** Exercise description **
Copy, from the entries below, each line in which the string "blossom" appears.

........

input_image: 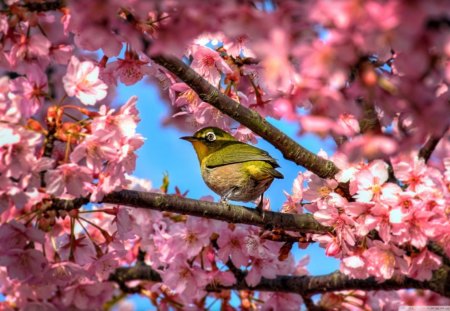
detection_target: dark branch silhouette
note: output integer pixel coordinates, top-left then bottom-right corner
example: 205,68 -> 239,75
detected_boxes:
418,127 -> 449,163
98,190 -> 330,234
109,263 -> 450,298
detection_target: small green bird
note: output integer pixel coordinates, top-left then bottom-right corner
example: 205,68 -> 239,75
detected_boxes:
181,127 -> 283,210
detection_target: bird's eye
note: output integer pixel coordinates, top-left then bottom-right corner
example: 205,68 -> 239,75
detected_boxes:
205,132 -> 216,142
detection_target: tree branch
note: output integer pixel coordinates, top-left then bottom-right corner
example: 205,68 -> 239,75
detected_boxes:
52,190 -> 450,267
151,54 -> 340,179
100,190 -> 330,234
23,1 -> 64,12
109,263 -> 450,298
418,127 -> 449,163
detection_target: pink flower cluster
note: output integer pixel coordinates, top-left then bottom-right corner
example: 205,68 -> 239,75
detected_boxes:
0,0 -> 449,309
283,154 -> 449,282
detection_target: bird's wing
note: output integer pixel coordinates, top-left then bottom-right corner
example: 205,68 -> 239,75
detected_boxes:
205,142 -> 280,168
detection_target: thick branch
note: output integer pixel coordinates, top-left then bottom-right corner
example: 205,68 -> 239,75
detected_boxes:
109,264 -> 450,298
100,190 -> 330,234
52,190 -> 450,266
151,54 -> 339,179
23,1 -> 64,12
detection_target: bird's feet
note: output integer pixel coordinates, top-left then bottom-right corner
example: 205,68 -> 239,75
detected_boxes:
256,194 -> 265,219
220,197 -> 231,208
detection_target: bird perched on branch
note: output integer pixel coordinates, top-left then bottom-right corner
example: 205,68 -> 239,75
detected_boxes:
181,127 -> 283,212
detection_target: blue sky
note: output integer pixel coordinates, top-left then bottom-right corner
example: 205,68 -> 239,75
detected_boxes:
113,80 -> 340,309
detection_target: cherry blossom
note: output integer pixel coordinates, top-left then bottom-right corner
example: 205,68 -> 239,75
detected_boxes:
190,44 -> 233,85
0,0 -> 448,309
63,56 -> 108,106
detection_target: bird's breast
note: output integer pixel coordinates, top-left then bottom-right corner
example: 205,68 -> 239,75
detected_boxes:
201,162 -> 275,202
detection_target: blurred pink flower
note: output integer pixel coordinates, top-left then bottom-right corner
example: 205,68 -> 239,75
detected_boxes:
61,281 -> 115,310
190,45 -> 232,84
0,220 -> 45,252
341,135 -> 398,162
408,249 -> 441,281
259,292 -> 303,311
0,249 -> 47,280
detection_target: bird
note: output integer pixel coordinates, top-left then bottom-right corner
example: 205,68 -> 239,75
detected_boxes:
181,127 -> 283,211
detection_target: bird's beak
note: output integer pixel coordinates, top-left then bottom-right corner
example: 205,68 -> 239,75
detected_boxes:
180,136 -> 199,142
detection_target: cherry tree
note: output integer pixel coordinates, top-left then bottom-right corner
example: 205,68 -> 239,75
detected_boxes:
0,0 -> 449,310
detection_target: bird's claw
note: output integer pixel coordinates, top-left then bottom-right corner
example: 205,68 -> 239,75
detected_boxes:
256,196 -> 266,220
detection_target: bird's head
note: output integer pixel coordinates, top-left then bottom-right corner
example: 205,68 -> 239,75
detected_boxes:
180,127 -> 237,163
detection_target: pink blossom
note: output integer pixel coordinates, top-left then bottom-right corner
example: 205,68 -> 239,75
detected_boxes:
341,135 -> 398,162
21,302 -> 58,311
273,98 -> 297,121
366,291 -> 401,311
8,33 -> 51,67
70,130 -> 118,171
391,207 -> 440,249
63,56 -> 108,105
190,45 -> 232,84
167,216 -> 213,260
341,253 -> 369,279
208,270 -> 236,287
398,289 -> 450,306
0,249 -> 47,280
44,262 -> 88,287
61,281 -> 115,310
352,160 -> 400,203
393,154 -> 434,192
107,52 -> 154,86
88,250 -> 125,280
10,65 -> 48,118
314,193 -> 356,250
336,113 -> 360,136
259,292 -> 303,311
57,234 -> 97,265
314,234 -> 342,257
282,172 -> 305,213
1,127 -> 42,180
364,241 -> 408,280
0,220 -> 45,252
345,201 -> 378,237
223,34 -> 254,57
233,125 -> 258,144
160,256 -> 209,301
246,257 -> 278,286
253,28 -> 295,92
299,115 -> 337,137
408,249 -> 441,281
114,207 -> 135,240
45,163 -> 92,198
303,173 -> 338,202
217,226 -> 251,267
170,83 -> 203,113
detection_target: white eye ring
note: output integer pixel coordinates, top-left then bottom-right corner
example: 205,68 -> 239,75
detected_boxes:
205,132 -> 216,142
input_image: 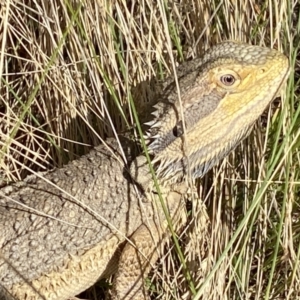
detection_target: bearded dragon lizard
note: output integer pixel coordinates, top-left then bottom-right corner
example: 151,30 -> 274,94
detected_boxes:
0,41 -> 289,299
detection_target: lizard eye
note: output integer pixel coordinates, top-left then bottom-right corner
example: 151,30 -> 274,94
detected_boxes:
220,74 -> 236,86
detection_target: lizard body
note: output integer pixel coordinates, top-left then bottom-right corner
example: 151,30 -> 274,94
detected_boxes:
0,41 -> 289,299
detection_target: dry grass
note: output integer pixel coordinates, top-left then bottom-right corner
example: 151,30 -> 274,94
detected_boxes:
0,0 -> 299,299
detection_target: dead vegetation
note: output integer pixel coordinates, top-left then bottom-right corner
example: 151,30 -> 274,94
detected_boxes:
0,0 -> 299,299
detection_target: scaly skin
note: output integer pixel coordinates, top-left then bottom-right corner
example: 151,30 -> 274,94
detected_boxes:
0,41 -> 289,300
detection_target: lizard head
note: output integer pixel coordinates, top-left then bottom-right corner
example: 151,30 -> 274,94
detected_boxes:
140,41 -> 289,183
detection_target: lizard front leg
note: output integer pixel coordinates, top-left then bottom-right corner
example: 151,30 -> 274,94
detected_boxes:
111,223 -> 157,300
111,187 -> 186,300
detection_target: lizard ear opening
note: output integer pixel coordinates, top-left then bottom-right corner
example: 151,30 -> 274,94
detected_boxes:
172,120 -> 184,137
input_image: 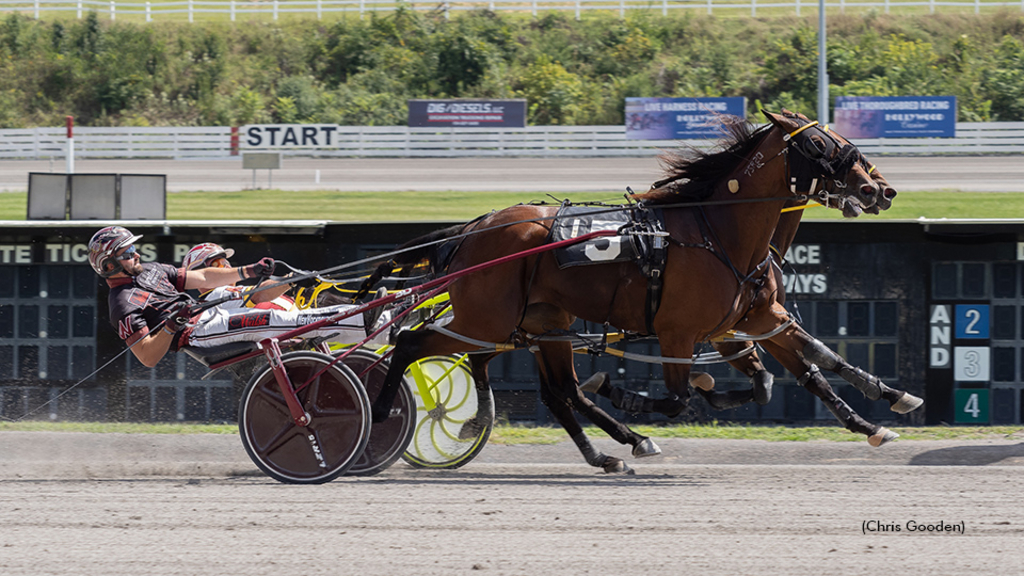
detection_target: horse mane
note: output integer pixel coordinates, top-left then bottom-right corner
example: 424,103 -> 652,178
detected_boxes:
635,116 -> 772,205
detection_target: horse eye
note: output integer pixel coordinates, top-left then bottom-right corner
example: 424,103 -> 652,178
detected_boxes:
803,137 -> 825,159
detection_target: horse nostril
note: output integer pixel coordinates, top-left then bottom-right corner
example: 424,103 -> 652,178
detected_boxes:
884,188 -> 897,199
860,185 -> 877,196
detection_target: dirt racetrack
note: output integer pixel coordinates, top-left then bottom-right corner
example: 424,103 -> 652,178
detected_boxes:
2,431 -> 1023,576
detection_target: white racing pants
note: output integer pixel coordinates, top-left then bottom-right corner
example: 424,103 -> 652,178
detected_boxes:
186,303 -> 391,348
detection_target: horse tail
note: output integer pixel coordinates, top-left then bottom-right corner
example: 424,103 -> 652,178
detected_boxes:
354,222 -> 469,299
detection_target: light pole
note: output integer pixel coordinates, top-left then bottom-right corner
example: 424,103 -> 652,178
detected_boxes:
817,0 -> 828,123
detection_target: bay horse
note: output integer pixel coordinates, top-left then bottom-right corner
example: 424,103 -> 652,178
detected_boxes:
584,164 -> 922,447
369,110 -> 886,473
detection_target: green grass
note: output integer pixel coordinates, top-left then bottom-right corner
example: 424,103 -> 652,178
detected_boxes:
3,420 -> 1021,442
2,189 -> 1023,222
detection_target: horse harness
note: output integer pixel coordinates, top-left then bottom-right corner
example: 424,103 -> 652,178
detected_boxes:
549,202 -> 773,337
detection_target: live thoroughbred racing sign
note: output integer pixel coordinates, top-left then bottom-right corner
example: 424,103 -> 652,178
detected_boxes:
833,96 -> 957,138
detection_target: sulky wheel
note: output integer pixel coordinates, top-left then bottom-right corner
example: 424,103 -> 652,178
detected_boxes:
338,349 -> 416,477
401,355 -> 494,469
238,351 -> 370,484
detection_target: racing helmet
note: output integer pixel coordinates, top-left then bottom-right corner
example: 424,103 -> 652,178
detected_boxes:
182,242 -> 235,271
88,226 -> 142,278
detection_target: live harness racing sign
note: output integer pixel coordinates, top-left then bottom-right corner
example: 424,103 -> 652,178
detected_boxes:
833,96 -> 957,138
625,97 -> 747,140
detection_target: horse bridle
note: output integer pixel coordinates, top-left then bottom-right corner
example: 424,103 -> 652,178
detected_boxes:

........

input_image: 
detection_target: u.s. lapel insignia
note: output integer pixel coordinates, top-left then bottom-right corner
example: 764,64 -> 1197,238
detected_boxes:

........

** Exercise solution **
detection_target: cherry blossom
detection_target: pink blossom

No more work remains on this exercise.